_WHAT YOU NEED TO DO_. Make an exact copy of the listing below.

_MATERIAL FOR THIS TASK_.
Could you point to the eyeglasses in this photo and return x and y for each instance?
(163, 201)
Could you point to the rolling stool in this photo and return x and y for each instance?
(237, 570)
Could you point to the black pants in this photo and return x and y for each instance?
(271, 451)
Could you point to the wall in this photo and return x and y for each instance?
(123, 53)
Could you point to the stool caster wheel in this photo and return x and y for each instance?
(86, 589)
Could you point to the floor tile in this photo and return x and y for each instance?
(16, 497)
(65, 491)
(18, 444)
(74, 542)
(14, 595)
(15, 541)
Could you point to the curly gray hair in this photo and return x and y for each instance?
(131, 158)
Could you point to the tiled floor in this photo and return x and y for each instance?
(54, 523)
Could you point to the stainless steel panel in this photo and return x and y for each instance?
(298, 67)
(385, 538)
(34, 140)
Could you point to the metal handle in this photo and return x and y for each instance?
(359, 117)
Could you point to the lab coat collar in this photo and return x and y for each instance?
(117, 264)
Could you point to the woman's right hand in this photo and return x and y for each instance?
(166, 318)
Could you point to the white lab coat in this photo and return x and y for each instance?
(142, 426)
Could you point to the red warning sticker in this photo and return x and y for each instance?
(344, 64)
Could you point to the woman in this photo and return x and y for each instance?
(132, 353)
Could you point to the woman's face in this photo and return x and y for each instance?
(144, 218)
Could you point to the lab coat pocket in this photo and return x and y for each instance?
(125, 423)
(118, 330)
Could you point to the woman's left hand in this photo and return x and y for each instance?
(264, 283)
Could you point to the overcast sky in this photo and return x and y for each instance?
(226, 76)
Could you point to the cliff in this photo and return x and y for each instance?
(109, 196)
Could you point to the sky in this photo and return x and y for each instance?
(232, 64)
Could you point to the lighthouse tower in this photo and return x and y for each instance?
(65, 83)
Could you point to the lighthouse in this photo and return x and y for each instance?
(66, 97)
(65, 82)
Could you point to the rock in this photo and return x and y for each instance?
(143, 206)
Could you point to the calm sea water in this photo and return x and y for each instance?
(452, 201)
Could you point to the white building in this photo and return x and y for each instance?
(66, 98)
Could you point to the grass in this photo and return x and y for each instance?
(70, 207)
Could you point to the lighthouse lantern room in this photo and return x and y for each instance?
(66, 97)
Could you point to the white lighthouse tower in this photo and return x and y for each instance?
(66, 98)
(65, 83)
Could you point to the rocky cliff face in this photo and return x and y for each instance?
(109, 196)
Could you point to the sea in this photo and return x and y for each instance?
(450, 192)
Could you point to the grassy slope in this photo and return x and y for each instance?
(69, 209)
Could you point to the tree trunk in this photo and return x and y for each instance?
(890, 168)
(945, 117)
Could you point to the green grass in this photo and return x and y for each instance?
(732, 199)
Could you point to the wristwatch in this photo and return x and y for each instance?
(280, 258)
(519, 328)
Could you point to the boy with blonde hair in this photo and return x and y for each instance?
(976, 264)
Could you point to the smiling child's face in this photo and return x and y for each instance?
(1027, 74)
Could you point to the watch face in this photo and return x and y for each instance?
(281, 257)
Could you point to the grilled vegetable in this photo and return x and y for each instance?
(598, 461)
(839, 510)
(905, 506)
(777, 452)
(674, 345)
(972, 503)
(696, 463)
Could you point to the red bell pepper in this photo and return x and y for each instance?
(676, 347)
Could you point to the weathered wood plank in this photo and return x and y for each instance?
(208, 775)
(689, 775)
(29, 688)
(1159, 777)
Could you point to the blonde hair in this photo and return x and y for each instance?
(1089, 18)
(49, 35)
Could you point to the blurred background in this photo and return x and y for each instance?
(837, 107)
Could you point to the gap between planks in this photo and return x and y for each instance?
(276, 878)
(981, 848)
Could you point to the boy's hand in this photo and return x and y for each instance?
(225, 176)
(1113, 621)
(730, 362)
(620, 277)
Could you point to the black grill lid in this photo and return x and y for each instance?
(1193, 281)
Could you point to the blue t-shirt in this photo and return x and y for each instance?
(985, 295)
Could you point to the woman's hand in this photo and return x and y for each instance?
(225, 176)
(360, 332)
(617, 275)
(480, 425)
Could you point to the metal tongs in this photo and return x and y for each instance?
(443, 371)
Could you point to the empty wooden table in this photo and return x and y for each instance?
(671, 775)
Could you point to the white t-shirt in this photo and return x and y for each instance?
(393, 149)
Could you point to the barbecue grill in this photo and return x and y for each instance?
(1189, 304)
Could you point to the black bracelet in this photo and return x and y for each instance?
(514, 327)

_RESPONSE TO THIS EXERCISE_.
Could you point to the eyeglasses in this photo and return x and y for each instance?
(163, 201)
Could you point to the rolling stool in this photo and return x and y for each instance?
(237, 570)
Could you point to the black pants in this photo and return x and y for each instance?
(271, 451)
Could you point to the wall in this photo and return x and y for each instance?
(123, 53)
Could you point to the stool caster wheel in this photo and return x and y for each instance?
(86, 589)
Could you point to the floor tile in this photo and return x and y for each instance?
(16, 497)
(65, 491)
(18, 444)
(74, 542)
(14, 595)
(15, 541)
Could you point to the curly gray hair in this photo and return x and y for each instance?
(131, 158)
Could you point to the tiled floor in this photo and return x and y for each instance?
(54, 523)
Could you point to the stainless steel panel in this photo and return x and y for each instance?
(298, 67)
(385, 538)
(34, 140)
Could you point to the metal handle in this photo and return x and y for each instance?
(359, 117)
Could you point to the lab coat collar in this photo and return x and y for each instance?
(117, 264)
Could you point to the woman's right hand in this photo and return x and y for each instance?
(166, 318)
Could you point to the white lab coat in this photo and return x and y for each instance?
(142, 426)
Could you point to the red warning sticker in this photo and return x and y for each instance?
(344, 64)
Could you point to the woman in this photo and return x and y for each instance?
(132, 353)
Could you point to the woman's face in this photo and return x and y for each instance?
(144, 218)
Could you point to the lab coat pocket in this photo and return x and y for each instance?
(125, 423)
(118, 330)
Could you point to the woman's left hand in this photo and return x and y for each instance?
(264, 283)
Could you point to the overcast sky in this photo and return x and y for each instance?
(226, 76)
Could you point to the cliff in this photo and return x and y for each instance?
(109, 196)
Could you point to the sky in this photo and return x and y for each instance?
(232, 64)
Could you point to the lighthouse tower in this photo and return x and y for each instance?
(65, 83)
Could you point to the lighthouse in this photo and return x and y for each instance?
(66, 97)
(65, 82)
Could you point to the rock in this photo and return x and y for each instance?
(143, 206)
Could you point to the calm sea water in this photo and return x and y for each instance?
(452, 201)
Could you point to the white building in this photo and return x and y for each instance?
(66, 98)
Could you point to the grass in this photo and return x and y for each instance?
(70, 207)
Could you point to the lighthouse lantern room in this photo and return x and y for each instance?
(66, 97)
Could you point to the white lighthouse tower in this photo and return x and y for each instance?
(66, 98)
(65, 83)
Could you point to the rocky cliff face in this photo and return x and y for each instance?
(109, 196)
Could you point to the sea in this photo and return x and y for each instance?
(450, 192)
Could you point to the grassy slope in this photo and return x and y for each instance?
(69, 209)
Could you point to the tree trunk in this photo and return x and y for each instance?
(890, 168)
(945, 117)
Could you point to the green grass in this photo and return x and y for each instance?
(732, 199)
Could you point to the wristwatch in this photo and return x and y for each instance?
(280, 258)
(519, 328)
Could you point to the boy with blonde hair in this photo and return x and y for each instance?
(976, 264)
Could you point to the smiling child's face in this photo and return x and y for each instance?
(1027, 74)
Could you point to the watch face in this photo and return x and y for each instance?
(281, 257)
Could you point to the grilled vegetable in this photo and return x and y for each instance?
(598, 461)
(839, 510)
(905, 506)
(777, 452)
(674, 345)
(972, 503)
(696, 463)
Could you point to the red bell pepper in this photo and return x and y for each instance?
(676, 347)
Could you point to the weathered wood plank in this photo and return x and y for each instance?
(208, 775)
(689, 775)
(29, 688)
(1159, 777)
Could you point to the blonde hair in this photo and return x and y for each instance?
(1089, 18)
(49, 35)
Could you point to the blurred background in this photo and return x and y for each instance?
(837, 107)
Could you point to the gap between planks in this photo and return x and y for each instance?
(276, 878)
(981, 848)
Could you point to the boy's hand in this photo and return x and y for each instance?
(225, 176)
(1113, 621)
(730, 362)
(620, 277)
Could you point to the black grill lid in this photo and return x and y for each instance?
(1193, 281)
Could you point to the blue t-shirt in this photo and return x and y for each instance?
(985, 295)
Could you point to the woman's hand in this photo and return x and y for each instance?
(225, 176)
(360, 332)
(617, 275)
(480, 425)
Could you point to the metal tongs in this photo and return x and y for each instance?
(443, 371)
Could you point to the empty wooden table in this photo and return x and y for each instance?
(671, 775)
Could you point to the white t-shirt in this photo and return x and y for each instance?
(393, 149)
Could you point to the barbecue grill in this photo and return x and y for each instance?
(1189, 304)
Could you point to the black bracelet in this photo and return x and y for each instance?
(514, 327)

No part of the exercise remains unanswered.